### [Written exercise]
In the broadcast transcript, who joined the President at the late-day press conference about the citizenship question?

### [Quoted passage]
============================================================

WHITMAN: Well, he`s not going to say probably much beyond what he said before. But if asked the questions the right way, "Yes" or "No", so he - because he`s probably not going to go much beyond that. There`s a way to ask questions to at least tweak out how much he felt that the obstruction was a real issue.

MELBER: What`s the best question in your mind on that front?

WHITMAN: Is it a correct reading of his statement that if he could - if they could have absolved the President of obstruction, but they didn`t go that far. Is that correct reading to mean that they found some substance there for obstruction?

MELBER: Right. Substance also known as criminal evidence--

WHITMAN: Yes--

MELBER: --against the sitting President.

WHITMAN: I`m that`s the - to me the biggest thing that--

MELBER: Yes, that`s not nothing.

WHITMAN: --worries me, the longest - the big long term damage is what`s being done to what you were talking about to the people`s confidence in our underlying government and our institutions of government and the rule of law. Because it`s being - the rule of law is being play - just blown away every day by this administration. And that to me is a very troubling thing when people start to lose faith in that.

MELBER: Really, really clearly put in a fitting point for us to reflect on and pause on. Christine Todd Whitman and Mike Lupica, thank you. Professor Greer, stick around there`s some other news we want to get to.

As I mentioned, we have a senator in 2020 candidate Cory Booker who will join me live after the break. And a lot more in the show, because we are six days out from the Mueller hearings, but in a way, part of the Mueller hearing began today. I have new reporting on that. We`ll explain Mueller`s former boss also spotted doing what? Well dining with Kellyanne Conway. We`ll get into that.

And Trump vows immigration raids as Democrats authorize new subpoenas on immigration. Plus, a first-timer on THE BEAT, the guy with the big ideas and the money 2020 candidate Andrew Yang, joins me later in the show. So stay tuned. I`m Ari Melber, you`re watching THE BEAT on MSNBC.

(COMMERCIAL BREAK)

MELBER: Welcome back to THE BEAT. Well, we`ve been following some developing stories. Late today, the President holding an unusual press conference to announce a surrender, after a rebuke by the Supreme Court over the citizenship question, and he was joined by his Attorney General Bill Barr.

Now in a moment, Senator Cory Booker is here with me live on the story. But take a listen to Mr. Barr claiming the administration never actually considered adding the citizenship question I should say to the census by Executive Fiat.

(BEGIN VIDEO CLIP)

BILL BARR, UNITED STATES ATTORNEY GENERAL: One other point on this. Some in the media have been suggesting in the hysterical mode of the day that the administration has been planning to add the citizenship question to the census by Executive Fiat without regard to contrary court orders or what the Supreme Court might say.

This has been based on rank speculation and nothing more. And should be obvious there has never been under - this has never been under consideration. We have always accepted that any new decision to add a citizenship question to the census would be subject to judicial review.

(END VIDEO CLIP)

MELBER: I`m joined now by a U.S. Senator on the Judiciary Committee and a 2020 Presidential candidate, Senator Cory Booker. Thanks for joining me.

In that press conference the President and the Attorney General, who you oversee on your Committee, said that today marks a victory for the Trump administration`s position. Is that true?

============================================================

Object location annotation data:

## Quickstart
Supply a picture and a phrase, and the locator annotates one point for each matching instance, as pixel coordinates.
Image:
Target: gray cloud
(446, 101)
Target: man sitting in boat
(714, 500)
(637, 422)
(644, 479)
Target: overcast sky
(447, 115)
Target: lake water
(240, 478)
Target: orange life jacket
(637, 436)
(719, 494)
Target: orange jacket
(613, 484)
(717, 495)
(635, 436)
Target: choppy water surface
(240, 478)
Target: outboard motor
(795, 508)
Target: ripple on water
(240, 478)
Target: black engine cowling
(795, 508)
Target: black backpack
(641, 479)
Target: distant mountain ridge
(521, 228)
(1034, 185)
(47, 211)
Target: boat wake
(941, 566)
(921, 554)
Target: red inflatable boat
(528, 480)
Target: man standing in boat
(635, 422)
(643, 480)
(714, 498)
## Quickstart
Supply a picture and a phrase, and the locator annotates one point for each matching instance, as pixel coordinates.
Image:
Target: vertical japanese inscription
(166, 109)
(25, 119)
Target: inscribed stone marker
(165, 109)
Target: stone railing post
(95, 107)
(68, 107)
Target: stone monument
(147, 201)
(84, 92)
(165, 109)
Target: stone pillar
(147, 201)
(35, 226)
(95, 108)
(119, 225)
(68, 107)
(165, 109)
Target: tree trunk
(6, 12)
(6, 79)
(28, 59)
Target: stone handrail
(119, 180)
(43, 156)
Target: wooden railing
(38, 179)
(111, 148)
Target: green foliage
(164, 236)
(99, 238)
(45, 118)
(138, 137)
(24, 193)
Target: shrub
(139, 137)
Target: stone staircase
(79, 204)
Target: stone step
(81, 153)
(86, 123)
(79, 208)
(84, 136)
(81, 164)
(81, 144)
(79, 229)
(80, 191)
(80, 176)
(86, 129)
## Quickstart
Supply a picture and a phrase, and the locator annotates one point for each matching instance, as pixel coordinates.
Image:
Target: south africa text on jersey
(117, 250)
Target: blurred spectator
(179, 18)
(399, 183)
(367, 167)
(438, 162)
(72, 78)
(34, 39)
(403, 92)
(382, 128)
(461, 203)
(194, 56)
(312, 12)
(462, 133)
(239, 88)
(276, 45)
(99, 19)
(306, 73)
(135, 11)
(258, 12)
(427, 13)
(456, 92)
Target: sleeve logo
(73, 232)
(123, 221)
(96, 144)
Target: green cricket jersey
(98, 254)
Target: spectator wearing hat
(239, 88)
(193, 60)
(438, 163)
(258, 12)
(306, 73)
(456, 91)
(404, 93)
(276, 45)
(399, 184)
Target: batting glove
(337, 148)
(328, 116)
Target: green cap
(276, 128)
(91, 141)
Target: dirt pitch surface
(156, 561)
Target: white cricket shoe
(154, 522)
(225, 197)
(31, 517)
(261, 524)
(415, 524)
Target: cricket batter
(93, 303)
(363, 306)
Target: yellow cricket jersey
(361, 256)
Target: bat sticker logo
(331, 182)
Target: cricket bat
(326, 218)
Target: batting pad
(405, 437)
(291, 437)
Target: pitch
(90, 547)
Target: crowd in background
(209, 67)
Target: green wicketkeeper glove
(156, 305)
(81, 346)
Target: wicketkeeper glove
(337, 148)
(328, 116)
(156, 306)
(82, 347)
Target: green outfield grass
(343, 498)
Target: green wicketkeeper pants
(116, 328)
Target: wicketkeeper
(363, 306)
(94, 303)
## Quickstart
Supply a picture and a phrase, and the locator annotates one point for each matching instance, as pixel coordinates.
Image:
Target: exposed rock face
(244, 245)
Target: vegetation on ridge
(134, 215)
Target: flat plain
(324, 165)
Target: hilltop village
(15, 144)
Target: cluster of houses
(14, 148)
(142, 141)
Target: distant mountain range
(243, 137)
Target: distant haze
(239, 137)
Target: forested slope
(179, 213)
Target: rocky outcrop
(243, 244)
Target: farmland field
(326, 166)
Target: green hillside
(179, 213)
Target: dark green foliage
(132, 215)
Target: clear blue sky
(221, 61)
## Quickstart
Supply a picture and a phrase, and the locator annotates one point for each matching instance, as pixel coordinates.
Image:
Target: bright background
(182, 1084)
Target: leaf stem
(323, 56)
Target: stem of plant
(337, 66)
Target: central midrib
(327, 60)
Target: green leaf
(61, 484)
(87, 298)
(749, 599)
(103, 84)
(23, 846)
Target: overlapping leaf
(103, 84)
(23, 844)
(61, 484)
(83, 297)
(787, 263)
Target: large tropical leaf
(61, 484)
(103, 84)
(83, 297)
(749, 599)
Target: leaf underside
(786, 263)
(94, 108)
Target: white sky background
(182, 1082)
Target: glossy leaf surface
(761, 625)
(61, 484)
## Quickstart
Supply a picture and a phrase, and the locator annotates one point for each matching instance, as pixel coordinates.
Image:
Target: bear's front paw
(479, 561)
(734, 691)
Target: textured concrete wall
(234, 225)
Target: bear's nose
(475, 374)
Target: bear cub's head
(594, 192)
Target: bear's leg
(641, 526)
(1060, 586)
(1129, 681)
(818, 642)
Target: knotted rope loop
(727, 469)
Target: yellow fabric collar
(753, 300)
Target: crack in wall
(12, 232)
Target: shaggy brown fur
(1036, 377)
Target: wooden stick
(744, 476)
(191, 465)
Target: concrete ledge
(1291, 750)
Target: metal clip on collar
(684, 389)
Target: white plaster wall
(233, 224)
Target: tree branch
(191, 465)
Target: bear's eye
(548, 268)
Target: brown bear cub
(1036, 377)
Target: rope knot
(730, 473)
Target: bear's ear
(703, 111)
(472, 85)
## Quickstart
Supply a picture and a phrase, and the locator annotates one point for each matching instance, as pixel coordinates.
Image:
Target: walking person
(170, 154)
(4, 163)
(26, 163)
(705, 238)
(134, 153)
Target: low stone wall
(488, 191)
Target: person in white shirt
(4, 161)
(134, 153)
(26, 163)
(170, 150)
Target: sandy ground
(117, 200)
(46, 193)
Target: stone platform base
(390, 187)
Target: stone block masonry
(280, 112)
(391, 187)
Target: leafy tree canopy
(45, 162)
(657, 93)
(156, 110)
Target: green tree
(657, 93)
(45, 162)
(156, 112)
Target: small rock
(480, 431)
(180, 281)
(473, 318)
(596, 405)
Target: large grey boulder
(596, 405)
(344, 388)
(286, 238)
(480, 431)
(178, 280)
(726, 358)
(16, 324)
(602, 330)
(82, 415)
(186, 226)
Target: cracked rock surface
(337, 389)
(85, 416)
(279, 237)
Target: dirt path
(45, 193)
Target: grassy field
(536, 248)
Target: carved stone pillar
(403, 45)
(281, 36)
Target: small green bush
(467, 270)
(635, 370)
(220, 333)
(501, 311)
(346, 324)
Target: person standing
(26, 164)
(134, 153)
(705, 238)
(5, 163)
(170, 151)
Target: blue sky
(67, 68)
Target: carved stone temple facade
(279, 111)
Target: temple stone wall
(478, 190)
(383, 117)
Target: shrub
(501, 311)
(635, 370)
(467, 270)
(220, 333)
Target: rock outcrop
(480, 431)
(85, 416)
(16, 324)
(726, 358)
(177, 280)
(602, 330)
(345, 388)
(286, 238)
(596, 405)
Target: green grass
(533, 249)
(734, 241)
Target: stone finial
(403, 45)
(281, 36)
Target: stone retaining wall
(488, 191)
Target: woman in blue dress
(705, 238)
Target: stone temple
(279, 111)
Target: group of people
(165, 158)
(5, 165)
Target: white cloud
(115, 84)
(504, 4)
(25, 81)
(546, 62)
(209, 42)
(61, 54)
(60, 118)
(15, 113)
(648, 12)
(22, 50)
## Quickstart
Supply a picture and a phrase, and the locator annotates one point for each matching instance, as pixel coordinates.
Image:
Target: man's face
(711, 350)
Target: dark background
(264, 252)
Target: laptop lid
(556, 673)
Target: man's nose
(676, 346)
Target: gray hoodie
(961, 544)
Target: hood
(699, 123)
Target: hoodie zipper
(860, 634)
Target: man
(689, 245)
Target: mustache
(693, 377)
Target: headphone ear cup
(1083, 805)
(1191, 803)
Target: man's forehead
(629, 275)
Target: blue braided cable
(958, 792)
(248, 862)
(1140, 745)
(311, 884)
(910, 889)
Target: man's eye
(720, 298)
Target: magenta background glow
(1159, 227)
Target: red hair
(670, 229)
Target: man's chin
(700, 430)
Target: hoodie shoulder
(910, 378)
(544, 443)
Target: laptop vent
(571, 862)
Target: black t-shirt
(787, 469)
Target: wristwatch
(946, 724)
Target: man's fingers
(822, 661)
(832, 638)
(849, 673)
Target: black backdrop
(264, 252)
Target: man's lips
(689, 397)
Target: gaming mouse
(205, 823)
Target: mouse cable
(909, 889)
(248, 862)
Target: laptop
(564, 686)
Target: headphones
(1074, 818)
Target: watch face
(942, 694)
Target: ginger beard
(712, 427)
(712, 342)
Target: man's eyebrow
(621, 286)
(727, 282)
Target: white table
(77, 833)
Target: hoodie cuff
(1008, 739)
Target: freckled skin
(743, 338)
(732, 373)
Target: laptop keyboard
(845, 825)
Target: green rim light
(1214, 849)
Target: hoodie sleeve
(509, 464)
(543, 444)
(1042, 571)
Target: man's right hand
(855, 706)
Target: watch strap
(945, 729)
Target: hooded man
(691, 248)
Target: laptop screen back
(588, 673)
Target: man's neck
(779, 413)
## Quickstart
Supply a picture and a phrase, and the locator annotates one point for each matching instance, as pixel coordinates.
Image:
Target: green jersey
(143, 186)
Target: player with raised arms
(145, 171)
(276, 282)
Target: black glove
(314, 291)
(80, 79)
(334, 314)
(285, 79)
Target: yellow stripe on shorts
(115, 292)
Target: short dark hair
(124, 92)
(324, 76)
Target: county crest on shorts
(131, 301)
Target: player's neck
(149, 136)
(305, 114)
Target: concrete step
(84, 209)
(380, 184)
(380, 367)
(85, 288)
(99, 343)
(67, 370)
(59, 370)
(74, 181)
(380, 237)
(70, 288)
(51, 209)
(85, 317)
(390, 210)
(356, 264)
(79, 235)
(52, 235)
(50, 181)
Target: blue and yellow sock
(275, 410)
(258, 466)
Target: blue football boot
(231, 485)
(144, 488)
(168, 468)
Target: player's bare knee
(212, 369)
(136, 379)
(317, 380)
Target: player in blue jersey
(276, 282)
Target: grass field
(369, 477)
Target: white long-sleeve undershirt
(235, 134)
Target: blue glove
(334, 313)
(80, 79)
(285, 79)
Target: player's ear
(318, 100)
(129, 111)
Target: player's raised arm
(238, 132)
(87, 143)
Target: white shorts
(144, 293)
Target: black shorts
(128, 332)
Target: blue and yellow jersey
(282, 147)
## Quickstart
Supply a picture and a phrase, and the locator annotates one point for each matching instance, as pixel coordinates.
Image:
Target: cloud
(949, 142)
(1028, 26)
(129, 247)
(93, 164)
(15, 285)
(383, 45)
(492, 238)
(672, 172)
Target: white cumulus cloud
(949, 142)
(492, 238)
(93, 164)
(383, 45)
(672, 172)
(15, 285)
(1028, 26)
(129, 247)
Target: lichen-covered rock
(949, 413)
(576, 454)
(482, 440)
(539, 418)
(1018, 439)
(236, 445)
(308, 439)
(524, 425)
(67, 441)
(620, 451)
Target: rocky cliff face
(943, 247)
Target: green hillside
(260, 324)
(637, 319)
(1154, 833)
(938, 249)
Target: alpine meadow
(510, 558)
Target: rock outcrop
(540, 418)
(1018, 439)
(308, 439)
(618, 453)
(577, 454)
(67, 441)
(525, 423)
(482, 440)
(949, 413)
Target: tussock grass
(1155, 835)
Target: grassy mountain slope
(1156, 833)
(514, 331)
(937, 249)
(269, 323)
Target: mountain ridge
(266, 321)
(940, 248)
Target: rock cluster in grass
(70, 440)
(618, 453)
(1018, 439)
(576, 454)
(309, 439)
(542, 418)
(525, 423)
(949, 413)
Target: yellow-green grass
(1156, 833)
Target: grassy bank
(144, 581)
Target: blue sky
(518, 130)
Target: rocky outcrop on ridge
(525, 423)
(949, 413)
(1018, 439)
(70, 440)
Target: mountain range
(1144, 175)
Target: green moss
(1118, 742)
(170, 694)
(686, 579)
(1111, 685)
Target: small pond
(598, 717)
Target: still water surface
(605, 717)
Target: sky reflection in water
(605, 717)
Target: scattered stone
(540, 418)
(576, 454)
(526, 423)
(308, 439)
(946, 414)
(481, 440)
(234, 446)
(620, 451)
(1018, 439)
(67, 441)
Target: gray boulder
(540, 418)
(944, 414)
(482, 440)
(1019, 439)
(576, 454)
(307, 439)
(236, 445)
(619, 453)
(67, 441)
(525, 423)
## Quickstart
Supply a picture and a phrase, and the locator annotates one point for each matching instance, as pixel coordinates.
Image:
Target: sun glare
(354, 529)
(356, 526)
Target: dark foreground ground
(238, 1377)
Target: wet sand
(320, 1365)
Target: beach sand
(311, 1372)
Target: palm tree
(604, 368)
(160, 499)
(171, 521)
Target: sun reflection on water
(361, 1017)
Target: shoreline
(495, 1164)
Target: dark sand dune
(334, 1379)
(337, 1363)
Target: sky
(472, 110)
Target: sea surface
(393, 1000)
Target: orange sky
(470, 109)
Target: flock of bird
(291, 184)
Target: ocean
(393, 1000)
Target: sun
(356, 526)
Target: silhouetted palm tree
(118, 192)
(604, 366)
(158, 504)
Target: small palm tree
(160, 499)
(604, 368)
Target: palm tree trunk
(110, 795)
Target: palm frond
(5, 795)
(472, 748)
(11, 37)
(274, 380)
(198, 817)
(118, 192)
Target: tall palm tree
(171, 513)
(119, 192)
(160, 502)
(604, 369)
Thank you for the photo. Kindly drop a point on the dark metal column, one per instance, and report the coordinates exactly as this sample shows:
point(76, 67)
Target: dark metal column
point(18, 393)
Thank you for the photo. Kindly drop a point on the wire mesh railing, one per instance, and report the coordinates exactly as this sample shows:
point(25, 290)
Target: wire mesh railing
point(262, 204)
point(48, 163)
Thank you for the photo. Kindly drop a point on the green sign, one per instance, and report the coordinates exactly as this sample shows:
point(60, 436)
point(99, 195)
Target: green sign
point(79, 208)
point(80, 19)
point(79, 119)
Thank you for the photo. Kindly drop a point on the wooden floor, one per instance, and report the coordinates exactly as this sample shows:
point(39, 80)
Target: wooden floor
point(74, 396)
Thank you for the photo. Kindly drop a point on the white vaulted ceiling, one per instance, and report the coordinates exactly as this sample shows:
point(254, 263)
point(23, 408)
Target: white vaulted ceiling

============================================================

### [The output]
Attorney General Bill Barr